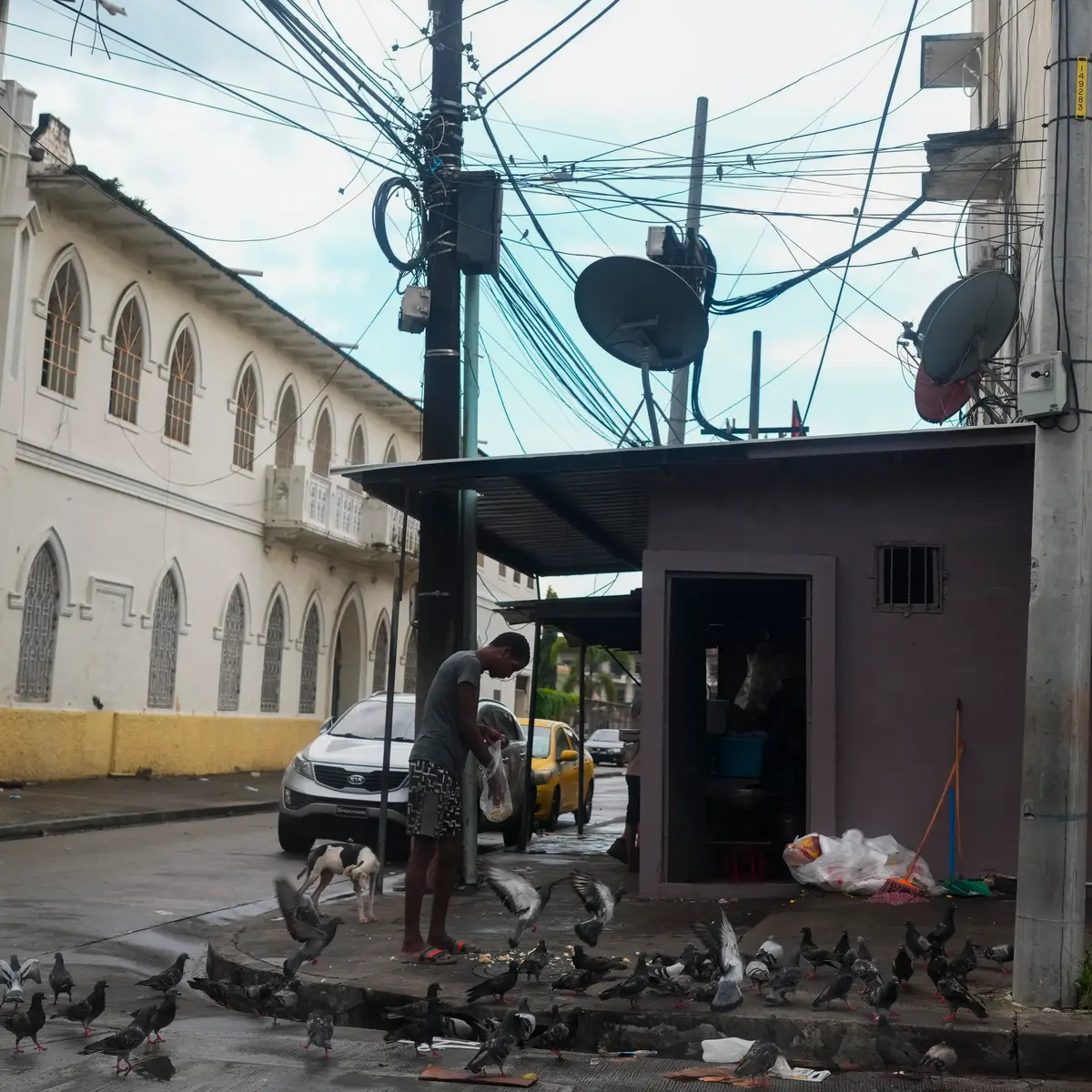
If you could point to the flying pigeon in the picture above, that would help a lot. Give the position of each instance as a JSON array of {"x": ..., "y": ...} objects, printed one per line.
[
  {"x": 519, "y": 898},
  {"x": 60, "y": 981},
  {"x": 311, "y": 929},
  {"x": 599, "y": 900},
  {"x": 167, "y": 980},
  {"x": 27, "y": 1025},
  {"x": 87, "y": 1010}
]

========================

WHAT YOU HAVE TO DO:
Retype the whole listing. Keep every word exact but include no pictures.

EXERCISE SOLUTION:
If you could point to the flying pigeon in the picture above, that would help a lot. Give the position of each instance as a JSON array of {"x": ..., "y": ...} objects, printed one per line.
[
  {"x": 519, "y": 898},
  {"x": 60, "y": 981},
  {"x": 311, "y": 929},
  {"x": 599, "y": 900},
  {"x": 167, "y": 980},
  {"x": 27, "y": 1025},
  {"x": 87, "y": 1010}
]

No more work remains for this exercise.